WRITTEN EXERCISE — Please filter the lines below and copy each one that contains the word "green".

##### DATA PROVIDED

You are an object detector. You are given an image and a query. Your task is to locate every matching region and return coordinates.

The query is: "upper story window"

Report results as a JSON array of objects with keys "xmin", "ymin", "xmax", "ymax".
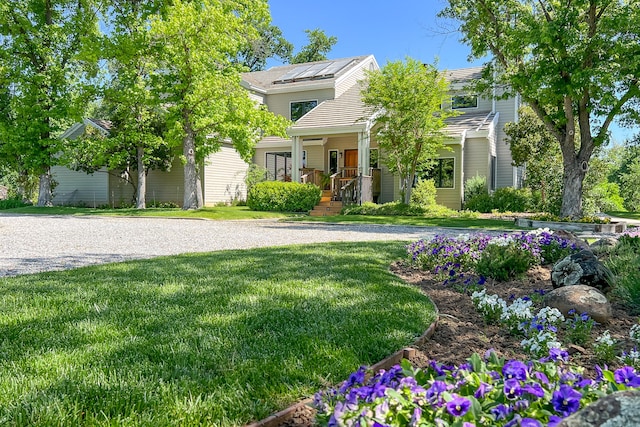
[
  {"xmin": 291, "ymin": 99, "xmax": 318, "ymax": 122},
  {"xmin": 451, "ymin": 95, "xmax": 478, "ymax": 110}
]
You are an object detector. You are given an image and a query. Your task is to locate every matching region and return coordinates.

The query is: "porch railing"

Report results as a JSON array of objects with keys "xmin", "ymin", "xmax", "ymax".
[
  {"xmin": 300, "ymin": 168, "xmax": 322, "ymax": 187},
  {"xmin": 340, "ymin": 175, "xmax": 373, "ymax": 206}
]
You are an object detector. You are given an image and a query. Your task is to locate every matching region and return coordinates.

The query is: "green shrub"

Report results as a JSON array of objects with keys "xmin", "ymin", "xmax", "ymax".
[
  {"xmin": 342, "ymin": 202, "xmax": 460, "ymax": 218},
  {"xmin": 464, "ymin": 175, "xmax": 489, "ymax": 202},
  {"xmin": 244, "ymin": 163, "xmax": 273, "ymax": 193},
  {"xmin": 411, "ymin": 179, "xmax": 436, "ymax": 206},
  {"xmin": 464, "ymin": 194, "xmax": 493, "ymax": 213},
  {"xmin": 476, "ymin": 243, "xmax": 536, "ymax": 281},
  {"xmin": 247, "ymin": 181, "xmax": 322, "ymax": 212},
  {"xmin": 0, "ymin": 197, "xmax": 30, "ymax": 210},
  {"xmin": 605, "ymin": 236, "xmax": 640, "ymax": 314}
]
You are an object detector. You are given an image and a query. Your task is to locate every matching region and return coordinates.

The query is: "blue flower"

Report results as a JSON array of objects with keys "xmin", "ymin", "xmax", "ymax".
[
  {"xmin": 473, "ymin": 382, "xmax": 493, "ymax": 399},
  {"xmin": 520, "ymin": 418, "xmax": 542, "ymax": 427},
  {"xmin": 490, "ymin": 403, "xmax": 511, "ymax": 421},
  {"xmin": 551, "ymin": 384, "xmax": 582, "ymax": 417},
  {"xmin": 613, "ymin": 366, "xmax": 640, "ymax": 387},
  {"xmin": 503, "ymin": 378, "xmax": 522, "ymax": 400},
  {"xmin": 547, "ymin": 415, "xmax": 562, "ymax": 427},
  {"xmin": 446, "ymin": 396, "xmax": 471, "ymax": 417},
  {"xmin": 522, "ymin": 383, "xmax": 544, "ymax": 398},
  {"xmin": 502, "ymin": 360, "xmax": 527, "ymax": 381}
]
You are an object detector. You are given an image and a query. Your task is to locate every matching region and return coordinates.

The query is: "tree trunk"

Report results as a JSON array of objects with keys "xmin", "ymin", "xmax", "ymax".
[
  {"xmin": 182, "ymin": 121, "xmax": 201, "ymax": 210},
  {"xmin": 560, "ymin": 156, "xmax": 586, "ymax": 219},
  {"xmin": 38, "ymin": 167, "xmax": 53, "ymax": 206},
  {"xmin": 136, "ymin": 145, "xmax": 147, "ymax": 209}
]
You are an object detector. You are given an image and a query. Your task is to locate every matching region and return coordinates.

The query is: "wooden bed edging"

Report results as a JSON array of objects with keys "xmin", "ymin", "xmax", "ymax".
[{"xmin": 245, "ymin": 316, "xmax": 438, "ymax": 427}]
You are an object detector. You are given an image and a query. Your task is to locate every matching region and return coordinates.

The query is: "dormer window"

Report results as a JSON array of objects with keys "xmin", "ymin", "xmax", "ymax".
[
  {"xmin": 291, "ymin": 99, "xmax": 318, "ymax": 122},
  {"xmin": 451, "ymin": 95, "xmax": 478, "ymax": 110}
]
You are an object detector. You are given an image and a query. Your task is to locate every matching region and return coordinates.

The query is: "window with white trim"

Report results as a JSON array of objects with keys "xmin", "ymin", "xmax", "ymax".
[
  {"xmin": 290, "ymin": 99, "xmax": 318, "ymax": 122},
  {"xmin": 451, "ymin": 95, "xmax": 478, "ymax": 110},
  {"xmin": 423, "ymin": 157, "xmax": 455, "ymax": 188}
]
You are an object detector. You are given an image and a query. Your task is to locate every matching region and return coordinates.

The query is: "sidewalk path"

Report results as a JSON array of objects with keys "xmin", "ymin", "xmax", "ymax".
[{"xmin": 0, "ymin": 214, "xmax": 496, "ymax": 277}]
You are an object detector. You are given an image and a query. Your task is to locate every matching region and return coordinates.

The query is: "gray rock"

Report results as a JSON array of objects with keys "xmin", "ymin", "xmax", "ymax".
[
  {"xmin": 551, "ymin": 250, "xmax": 613, "ymax": 293},
  {"xmin": 553, "ymin": 230, "xmax": 589, "ymax": 250},
  {"xmin": 543, "ymin": 285, "xmax": 613, "ymax": 323},
  {"xmin": 589, "ymin": 237, "xmax": 618, "ymax": 254},
  {"xmin": 558, "ymin": 390, "xmax": 640, "ymax": 427}
]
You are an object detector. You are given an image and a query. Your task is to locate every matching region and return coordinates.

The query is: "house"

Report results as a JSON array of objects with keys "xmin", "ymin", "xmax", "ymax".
[
  {"xmin": 243, "ymin": 55, "xmax": 519, "ymax": 209},
  {"xmin": 54, "ymin": 55, "xmax": 520, "ymax": 209},
  {"xmin": 51, "ymin": 119, "xmax": 248, "ymax": 207}
]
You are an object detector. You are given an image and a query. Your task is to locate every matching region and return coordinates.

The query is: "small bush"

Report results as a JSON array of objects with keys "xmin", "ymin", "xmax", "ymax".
[
  {"xmin": 464, "ymin": 194, "xmax": 493, "ymax": 213},
  {"xmin": 247, "ymin": 181, "xmax": 322, "ymax": 212},
  {"xmin": 411, "ymin": 179, "xmax": 436, "ymax": 206},
  {"xmin": 476, "ymin": 244, "xmax": 536, "ymax": 281},
  {"xmin": 464, "ymin": 175, "xmax": 489, "ymax": 201},
  {"xmin": 0, "ymin": 197, "xmax": 30, "ymax": 210}
]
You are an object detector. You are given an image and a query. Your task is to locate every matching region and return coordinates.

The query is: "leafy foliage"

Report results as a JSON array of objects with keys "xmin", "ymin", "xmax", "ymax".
[
  {"xmin": 247, "ymin": 181, "xmax": 322, "ymax": 212},
  {"xmin": 362, "ymin": 58, "xmax": 455, "ymax": 203},
  {"xmin": 0, "ymin": 0, "xmax": 99, "ymax": 206},
  {"xmin": 411, "ymin": 179, "xmax": 436, "ymax": 206},
  {"xmin": 291, "ymin": 28, "xmax": 338, "ymax": 64},
  {"xmin": 440, "ymin": 0, "xmax": 640, "ymax": 217}
]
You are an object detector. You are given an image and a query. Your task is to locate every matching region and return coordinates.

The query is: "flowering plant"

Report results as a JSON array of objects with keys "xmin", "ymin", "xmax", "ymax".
[
  {"xmin": 314, "ymin": 349, "xmax": 640, "ymax": 427},
  {"xmin": 564, "ymin": 309, "xmax": 596, "ymax": 345}
]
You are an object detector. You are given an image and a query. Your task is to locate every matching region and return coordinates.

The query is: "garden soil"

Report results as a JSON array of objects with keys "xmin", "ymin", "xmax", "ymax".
[{"xmin": 280, "ymin": 262, "xmax": 638, "ymax": 427}]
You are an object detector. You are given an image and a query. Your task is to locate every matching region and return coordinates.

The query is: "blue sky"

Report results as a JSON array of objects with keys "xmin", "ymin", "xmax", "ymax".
[
  {"xmin": 267, "ymin": 0, "xmax": 634, "ymax": 143},
  {"xmin": 269, "ymin": 0, "xmax": 482, "ymax": 69}
]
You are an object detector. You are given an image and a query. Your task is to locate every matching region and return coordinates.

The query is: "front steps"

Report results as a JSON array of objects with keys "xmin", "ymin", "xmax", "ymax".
[{"xmin": 309, "ymin": 190, "xmax": 342, "ymax": 216}]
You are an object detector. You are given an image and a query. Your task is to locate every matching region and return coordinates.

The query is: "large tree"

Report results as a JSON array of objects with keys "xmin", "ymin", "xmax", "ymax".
[
  {"xmin": 151, "ymin": 0, "xmax": 287, "ymax": 209},
  {"xmin": 441, "ymin": 0, "xmax": 640, "ymax": 217},
  {"xmin": 362, "ymin": 58, "xmax": 454, "ymax": 203},
  {"xmin": 0, "ymin": 0, "xmax": 99, "ymax": 206},
  {"xmin": 291, "ymin": 28, "xmax": 338, "ymax": 64},
  {"xmin": 84, "ymin": 0, "xmax": 171, "ymax": 209}
]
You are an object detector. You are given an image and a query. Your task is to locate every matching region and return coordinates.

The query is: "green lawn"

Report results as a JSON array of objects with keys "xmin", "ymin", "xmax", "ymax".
[
  {"xmin": 289, "ymin": 215, "xmax": 520, "ymax": 230},
  {"xmin": 607, "ymin": 211, "xmax": 640, "ymax": 220},
  {"xmin": 0, "ymin": 206, "xmax": 300, "ymax": 220},
  {"xmin": 0, "ymin": 242, "xmax": 434, "ymax": 426}
]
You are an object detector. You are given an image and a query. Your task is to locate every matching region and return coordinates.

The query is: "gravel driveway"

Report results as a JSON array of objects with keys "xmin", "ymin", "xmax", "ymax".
[{"xmin": 0, "ymin": 214, "xmax": 482, "ymax": 277}]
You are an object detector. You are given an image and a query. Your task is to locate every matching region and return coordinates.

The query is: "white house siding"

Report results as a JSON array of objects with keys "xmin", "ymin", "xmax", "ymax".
[
  {"xmin": 436, "ymin": 145, "xmax": 467, "ymax": 209},
  {"xmin": 302, "ymin": 143, "xmax": 325, "ymax": 171},
  {"xmin": 107, "ymin": 171, "xmax": 135, "ymax": 207},
  {"xmin": 464, "ymin": 138, "xmax": 490, "ymax": 187},
  {"xmin": 51, "ymin": 166, "xmax": 108, "ymax": 207},
  {"xmin": 496, "ymin": 88, "xmax": 517, "ymax": 187},
  {"xmin": 146, "ymin": 158, "xmax": 184, "ymax": 206},
  {"xmin": 204, "ymin": 145, "xmax": 249, "ymax": 206},
  {"xmin": 266, "ymin": 89, "xmax": 335, "ymax": 119},
  {"xmin": 336, "ymin": 57, "xmax": 378, "ymax": 98}
]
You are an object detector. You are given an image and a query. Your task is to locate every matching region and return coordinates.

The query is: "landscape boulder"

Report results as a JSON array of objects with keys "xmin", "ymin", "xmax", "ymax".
[
  {"xmin": 557, "ymin": 390, "xmax": 640, "ymax": 427},
  {"xmin": 551, "ymin": 250, "xmax": 613, "ymax": 293},
  {"xmin": 543, "ymin": 285, "xmax": 613, "ymax": 323},
  {"xmin": 589, "ymin": 237, "xmax": 618, "ymax": 254},
  {"xmin": 553, "ymin": 230, "xmax": 589, "ymax": 250}
]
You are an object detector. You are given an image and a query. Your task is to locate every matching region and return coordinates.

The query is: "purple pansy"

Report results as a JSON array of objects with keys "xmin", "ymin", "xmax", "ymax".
[
  {"xmin": 613, "ymin": 366, "xmax": 640, "ymax": 387},
  {"xmin": 551, "ymin": 384, "xmax": 582, "ymax": 417},
  {"xmin": 504, "ymin": 378, "xmax": 522, "ymax": 400},
  {"xmin": 502, "ymin": 360, "xmax": 527, "ymax": 381},
  {"xmin": 446, "ymin": 396, "xmax": 471, "ymax": 417}
]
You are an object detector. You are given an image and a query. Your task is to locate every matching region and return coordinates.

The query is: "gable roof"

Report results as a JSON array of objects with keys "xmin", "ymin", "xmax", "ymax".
[
  {"xmin": 242, "ymin": 55, "xmax": 372, "ymax": 92},
  {"xmin": 445, "ymin": 66, "xmax": 484, "ymax": 83}
]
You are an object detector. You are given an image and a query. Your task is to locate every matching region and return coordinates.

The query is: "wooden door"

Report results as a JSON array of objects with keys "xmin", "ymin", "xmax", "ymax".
[{"xmin": 344, "ymin": 150, "xmax": 358, "ymax": 178}]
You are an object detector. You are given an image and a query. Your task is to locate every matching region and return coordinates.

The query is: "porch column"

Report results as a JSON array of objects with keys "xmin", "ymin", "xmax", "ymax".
[
  {"xmin": 291, "ymin": 136, "xmax": 302, "ymax": 182},
  {"xmin": 358, "ymin": 130, "xmax": 371, "ymax": 175}
]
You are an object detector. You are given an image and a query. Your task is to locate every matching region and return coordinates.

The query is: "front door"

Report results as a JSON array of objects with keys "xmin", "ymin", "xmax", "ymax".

##########

THE RESPONSE —
The query is: "green shrub"
The query is: "green lawn"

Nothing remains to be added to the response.